▶ _Goal of the exercise_: Count the lines in the records below that contain the word "glare", and give only that count.

▶ _Input material_:
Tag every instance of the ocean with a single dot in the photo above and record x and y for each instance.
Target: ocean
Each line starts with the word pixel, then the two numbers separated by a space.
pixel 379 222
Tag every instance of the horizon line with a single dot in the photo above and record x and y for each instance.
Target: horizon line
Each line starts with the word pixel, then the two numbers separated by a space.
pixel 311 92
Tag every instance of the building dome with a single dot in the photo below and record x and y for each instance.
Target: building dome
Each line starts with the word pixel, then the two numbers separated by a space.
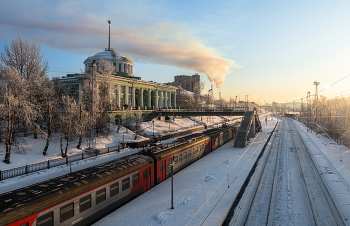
pixel 123 65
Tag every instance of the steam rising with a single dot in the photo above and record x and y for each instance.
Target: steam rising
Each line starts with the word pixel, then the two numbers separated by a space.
pixel 140 38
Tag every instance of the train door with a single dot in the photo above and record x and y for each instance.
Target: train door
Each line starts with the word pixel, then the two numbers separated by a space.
pixel 147 177
pixel 162 171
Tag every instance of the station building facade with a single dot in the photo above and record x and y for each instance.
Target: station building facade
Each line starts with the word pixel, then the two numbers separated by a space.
pixel 124 90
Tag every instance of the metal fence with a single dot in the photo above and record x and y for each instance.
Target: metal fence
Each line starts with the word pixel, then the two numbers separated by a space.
pixel 22 170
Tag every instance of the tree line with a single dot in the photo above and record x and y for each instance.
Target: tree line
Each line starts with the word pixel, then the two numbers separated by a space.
pixel 32 103
pixel 329 115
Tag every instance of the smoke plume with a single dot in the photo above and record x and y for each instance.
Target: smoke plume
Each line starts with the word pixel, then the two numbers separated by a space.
pixel 132 34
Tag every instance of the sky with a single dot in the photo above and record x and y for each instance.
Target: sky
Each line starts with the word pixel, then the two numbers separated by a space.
pixel 264 50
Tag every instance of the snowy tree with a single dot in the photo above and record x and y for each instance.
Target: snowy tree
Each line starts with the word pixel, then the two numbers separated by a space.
pixel 67 122
pixel 24 57
pixel 17 107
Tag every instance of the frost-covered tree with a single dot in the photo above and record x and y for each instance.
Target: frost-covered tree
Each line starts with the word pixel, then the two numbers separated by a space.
pixel 24 57
pixel 17 109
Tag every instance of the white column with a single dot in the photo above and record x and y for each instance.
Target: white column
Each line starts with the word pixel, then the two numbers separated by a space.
pixel 126 95
pixel 161 104
pixel 149 98
pixel 169 101
pixel 118 96
pixel 141 97
pixel 79 93
pixel 156 99
pixel 133 97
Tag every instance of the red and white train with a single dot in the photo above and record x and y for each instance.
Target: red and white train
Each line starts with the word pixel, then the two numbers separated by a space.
pixel 82 197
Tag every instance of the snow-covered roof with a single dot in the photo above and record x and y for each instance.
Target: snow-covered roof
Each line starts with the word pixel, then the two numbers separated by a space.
pixel 108 55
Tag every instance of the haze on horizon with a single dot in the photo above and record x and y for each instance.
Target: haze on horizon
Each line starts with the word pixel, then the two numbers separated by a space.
pixel 270 50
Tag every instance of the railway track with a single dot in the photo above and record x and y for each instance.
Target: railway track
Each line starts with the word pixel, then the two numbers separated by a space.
pixel 286 188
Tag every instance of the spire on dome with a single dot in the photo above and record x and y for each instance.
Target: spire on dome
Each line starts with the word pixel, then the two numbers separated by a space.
pixel 109 35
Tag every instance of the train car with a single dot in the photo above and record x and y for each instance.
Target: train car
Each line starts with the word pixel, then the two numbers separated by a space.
pixel 82 197
pixel 184 151
pixel 79 198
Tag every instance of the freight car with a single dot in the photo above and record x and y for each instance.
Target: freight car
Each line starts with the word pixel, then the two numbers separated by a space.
pixel 82 197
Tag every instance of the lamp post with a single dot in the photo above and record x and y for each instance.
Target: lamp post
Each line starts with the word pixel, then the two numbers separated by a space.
pixel 171 164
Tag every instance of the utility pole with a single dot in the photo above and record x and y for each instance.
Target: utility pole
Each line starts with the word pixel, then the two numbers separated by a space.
pixel 316 98
pixel 109 35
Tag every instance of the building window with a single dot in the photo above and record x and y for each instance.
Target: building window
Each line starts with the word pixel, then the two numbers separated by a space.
pixel 45 220
pixel 84 203
pixel 100 196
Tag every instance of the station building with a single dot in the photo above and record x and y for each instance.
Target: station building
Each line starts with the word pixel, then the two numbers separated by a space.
pixel 124 90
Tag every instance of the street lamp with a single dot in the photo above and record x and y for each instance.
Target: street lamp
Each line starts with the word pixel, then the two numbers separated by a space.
pixel 171 163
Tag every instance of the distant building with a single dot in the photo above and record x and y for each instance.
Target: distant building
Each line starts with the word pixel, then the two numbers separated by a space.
pixel 190 83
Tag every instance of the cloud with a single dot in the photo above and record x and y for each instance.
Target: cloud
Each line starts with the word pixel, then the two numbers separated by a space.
pixel 81 27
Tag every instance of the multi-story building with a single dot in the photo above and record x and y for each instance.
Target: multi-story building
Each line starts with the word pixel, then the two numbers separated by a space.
pixel 123 88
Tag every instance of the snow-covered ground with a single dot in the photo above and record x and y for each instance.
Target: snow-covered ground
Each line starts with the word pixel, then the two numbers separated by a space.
pixel 31 150
pixel 203 192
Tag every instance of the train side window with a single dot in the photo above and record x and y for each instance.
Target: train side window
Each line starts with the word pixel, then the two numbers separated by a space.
pixel 114 189
pixel 135 179
pixel 84 203
pixel 125 183
pixel 45 220
pixel 100 195
pixel 66 212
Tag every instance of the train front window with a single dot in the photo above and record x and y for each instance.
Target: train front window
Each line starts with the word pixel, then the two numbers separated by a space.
pixel 84 203
pixel 100 196
pixel 45 220
pixel 66 212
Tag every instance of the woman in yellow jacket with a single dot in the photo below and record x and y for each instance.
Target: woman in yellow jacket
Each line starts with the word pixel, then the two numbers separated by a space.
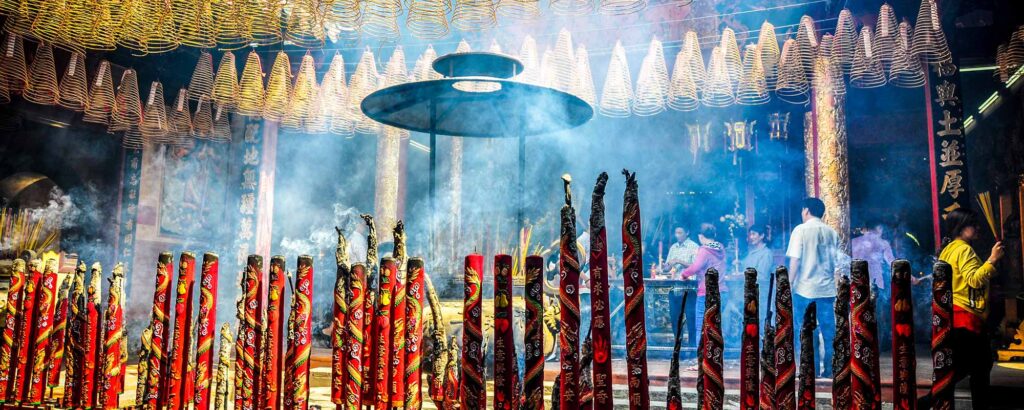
pixel 972 352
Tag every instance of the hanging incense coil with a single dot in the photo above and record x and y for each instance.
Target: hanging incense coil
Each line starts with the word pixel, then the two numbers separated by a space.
pixel 203 120
pixel 929 42
pixel 279 90
pixel 621 7
pixel 42 87
pixel 363 83
pixel 718 89
pixel 585 79
pixel 74 89
pixel 195 21
pixel 845 40
pixel 691 44
pixel 380 18
pixel 867 71
pixel 520 9
pixel 181 118
pixel 730 50
pixel 616 94
pixel 201 84
pixel 906 71
pixel 100 96
pixel 571 7
pixel 473 15
pixel 305 25
pixel 886 35
pixel 428 18
pixel 768 47
pixel 251 93
pixel 682 90
pixel 793 84
pixel 225 84
pixel 753 88
pixel 155 125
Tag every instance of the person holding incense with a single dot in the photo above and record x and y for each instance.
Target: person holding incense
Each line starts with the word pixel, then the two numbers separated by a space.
pixel 972 355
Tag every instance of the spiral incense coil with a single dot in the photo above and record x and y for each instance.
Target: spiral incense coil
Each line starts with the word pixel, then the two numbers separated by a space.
pixel 42 87
pixel 100 96
pixel 201 84
pixel 195 21
pixel 718 89
pixel 279 89
pixel 621 7
pixel 471 15
pixel 793 84
pixel 519 9
pixel 585 78
pixel 691 44
pixel 181 118
pixel 867 71
pixel 571 7
pixel 929 42
pixel 203 120
pixel 380 18
pixel 428 18
pixel 768 47
pixel 616 94
pixel 363 83
pixel 886 34
pixel 649 98
pixel 155 124
pixel 753 88
pixel 845 40
pixel 683 90
pixel 262 21
pixel 74 89
pixel 305 26
pixel 251 93
pixel 906 71
pixel 733 59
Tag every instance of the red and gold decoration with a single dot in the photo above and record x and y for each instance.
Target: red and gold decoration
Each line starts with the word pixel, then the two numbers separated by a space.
pixel 636 333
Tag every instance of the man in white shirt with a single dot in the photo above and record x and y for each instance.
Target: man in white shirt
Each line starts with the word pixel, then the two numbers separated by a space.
pixel 814 258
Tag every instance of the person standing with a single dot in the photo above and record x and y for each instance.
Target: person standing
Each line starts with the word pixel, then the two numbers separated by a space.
pixel 814 255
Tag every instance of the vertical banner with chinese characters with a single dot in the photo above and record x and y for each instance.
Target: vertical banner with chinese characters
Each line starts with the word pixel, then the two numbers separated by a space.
pixel 946 142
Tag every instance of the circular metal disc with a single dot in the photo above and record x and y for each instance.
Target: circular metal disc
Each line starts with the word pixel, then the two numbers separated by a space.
pixel 506 109
pixel 477 64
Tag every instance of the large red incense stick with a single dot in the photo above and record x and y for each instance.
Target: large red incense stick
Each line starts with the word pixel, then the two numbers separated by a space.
pixel 472 394
pixel 599 304
pixel 842 394
pixel 862 335
pixel 504 342
pixel 904 357
pixel 354 338
pixel 339 326
pixel 636 333
pixel 300 341
pixel 57 341
pixel 785 368
pixel 382 334
pixel 534 334
pixel 568 298
pixel 711 386
pixel 750 360
pixel 414 333
pixel 182 331
pixel 942 347
pixel 274 332
pixel 161 330
pixel 12 318
pixel 206 329
pixel 114 332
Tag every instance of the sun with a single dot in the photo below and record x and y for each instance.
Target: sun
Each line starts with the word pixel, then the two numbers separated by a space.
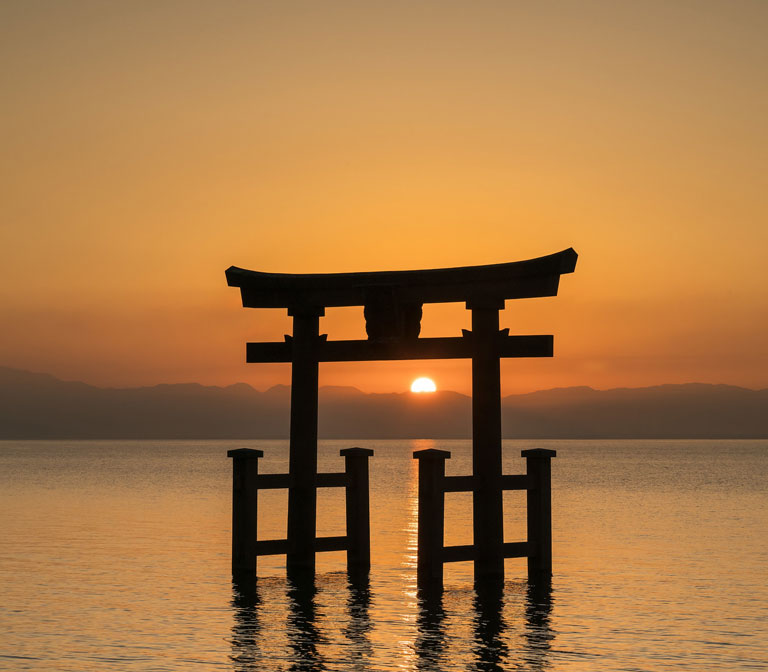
pixel 423 385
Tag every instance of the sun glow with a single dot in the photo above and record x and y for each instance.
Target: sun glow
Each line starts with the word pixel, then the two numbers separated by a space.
pixel 423 385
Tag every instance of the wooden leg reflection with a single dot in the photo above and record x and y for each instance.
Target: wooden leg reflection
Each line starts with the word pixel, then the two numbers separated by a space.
pixel 538 630
pixel 359 626
pixel 431 640
pixel 491 649
pixel 246 651
pixel 303 632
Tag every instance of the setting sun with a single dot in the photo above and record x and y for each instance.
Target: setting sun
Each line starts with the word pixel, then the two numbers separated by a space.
pixel 423 385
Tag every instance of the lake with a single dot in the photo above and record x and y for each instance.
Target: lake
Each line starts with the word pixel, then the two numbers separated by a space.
pixel 115 555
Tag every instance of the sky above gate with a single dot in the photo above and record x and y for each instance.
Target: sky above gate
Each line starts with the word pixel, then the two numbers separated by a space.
pixel 147 146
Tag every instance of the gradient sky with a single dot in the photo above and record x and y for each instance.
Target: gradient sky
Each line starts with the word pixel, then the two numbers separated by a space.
pixel 147 146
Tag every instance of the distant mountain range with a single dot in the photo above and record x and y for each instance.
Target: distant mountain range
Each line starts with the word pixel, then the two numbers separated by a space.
pixel 39 406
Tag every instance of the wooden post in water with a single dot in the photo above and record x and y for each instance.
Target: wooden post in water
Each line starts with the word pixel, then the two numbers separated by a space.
pixel 539 461
pixel 302 461
pixel 245 497
pixel 431 522
pixel 487 497
pixel 358 510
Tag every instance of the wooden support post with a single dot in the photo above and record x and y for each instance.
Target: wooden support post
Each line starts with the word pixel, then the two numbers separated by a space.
pixel 302 461
pixel 431 524
pixel 245 497
pixel 487 498
pixel 358 511
pixel 538 461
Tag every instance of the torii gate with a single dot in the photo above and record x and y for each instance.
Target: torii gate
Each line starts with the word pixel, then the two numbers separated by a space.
pixel 392 306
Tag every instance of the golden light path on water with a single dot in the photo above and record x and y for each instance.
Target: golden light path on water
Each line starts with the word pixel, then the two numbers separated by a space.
pixel 116 555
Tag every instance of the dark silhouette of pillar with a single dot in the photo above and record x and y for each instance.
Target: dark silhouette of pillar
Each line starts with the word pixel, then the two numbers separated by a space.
pixel 245 496
pixel 487 498
pixel 302 461
pixel 431 523
pixel 358 510
pixel 538 461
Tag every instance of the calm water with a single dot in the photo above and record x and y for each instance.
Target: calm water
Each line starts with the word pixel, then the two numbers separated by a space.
pixel 115 556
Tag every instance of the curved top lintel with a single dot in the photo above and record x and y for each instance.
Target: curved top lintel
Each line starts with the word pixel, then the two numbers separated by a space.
pixel 513 280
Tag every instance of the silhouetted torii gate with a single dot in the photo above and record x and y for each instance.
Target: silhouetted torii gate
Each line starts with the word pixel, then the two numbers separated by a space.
pixel 392 302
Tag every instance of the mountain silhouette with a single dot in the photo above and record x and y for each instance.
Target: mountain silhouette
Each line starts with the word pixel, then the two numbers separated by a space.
pixel 40 406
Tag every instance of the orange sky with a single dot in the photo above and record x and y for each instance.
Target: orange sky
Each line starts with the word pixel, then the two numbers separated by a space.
pixel 147 146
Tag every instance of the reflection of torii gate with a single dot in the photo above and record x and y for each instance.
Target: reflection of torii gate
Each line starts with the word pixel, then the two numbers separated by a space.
pixel 392 304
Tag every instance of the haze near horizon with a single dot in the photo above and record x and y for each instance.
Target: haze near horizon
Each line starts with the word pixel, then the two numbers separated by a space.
pixel 150 146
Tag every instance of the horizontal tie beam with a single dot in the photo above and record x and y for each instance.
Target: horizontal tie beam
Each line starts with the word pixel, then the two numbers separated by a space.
pixel 280 546
pixel 419 348
pixel 467 483
pixel 513 549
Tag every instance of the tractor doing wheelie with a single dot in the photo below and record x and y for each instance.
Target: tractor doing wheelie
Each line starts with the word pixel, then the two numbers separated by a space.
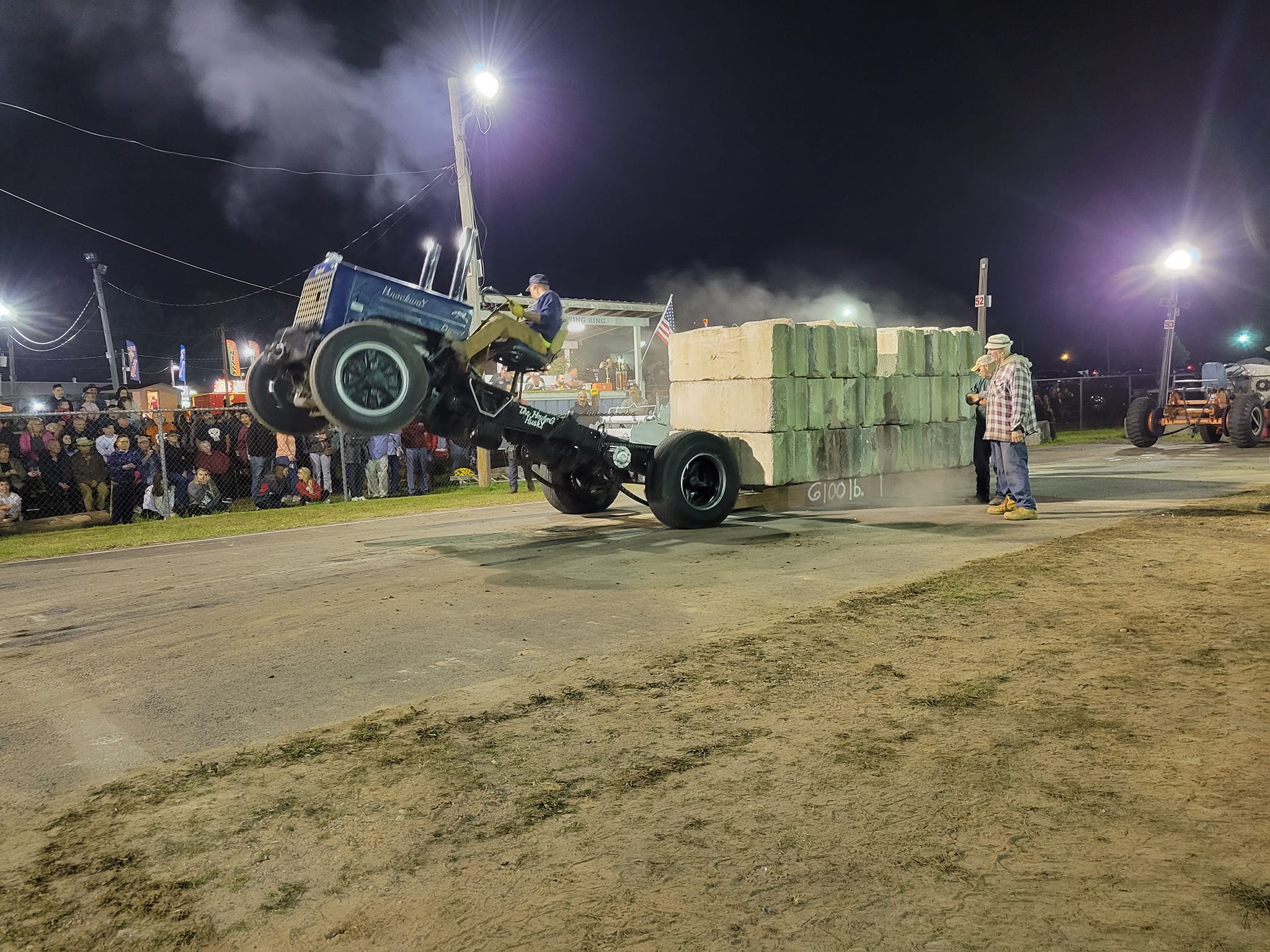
pixel 371 353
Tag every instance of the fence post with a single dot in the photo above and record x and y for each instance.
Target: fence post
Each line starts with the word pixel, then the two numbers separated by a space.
pixel 343 462
pixel 162 448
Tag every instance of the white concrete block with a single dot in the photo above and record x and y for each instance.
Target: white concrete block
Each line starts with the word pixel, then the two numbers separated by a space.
pixel 763 457
pixel 756 351
pixel 818 398
pixel 824 355
pixel 735 405
pixel 907 347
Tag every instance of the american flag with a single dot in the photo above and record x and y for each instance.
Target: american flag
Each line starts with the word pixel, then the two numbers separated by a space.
pixel 666 327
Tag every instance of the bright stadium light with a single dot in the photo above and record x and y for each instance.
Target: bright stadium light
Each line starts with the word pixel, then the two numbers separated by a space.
pixel 1180 259
pixel 486 83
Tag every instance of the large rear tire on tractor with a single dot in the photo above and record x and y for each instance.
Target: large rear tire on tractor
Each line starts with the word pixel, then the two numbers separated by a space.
pixel 367 377
pixel 694 480
pixel 1142 421
pixel 580 493
pixel 1245 420
pixel 1209 433
pixel 269 398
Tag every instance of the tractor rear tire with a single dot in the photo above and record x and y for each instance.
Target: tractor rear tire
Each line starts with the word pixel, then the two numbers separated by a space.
pixel 269 398
pixel 1245 420
pixel 1139 423
pixel 580 491
pixel 694 480
pixel 367 377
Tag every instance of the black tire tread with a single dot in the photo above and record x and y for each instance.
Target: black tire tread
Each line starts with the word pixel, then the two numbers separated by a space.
pixel 1137 423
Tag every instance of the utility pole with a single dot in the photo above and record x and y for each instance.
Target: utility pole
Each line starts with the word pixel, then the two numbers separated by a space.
pixel 468 215
pixel 466 205
pixel 98 271
pixel 981 300
pixel 225 366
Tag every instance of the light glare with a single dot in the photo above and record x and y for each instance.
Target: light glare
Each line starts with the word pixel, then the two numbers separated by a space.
pixel 486 83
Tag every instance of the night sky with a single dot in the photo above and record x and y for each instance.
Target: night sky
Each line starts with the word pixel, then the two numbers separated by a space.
pixel 637 148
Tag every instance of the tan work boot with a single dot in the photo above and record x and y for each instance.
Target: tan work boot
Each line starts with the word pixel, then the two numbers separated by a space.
pixel 1018 514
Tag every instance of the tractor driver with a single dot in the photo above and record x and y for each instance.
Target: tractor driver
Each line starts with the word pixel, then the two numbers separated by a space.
pixel 540 327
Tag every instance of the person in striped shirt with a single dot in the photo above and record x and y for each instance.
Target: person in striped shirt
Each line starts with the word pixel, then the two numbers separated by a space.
pixel 1010 416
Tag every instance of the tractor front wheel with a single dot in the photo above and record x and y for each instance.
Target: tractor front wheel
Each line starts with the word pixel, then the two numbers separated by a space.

▶ _Exercise answer_: 2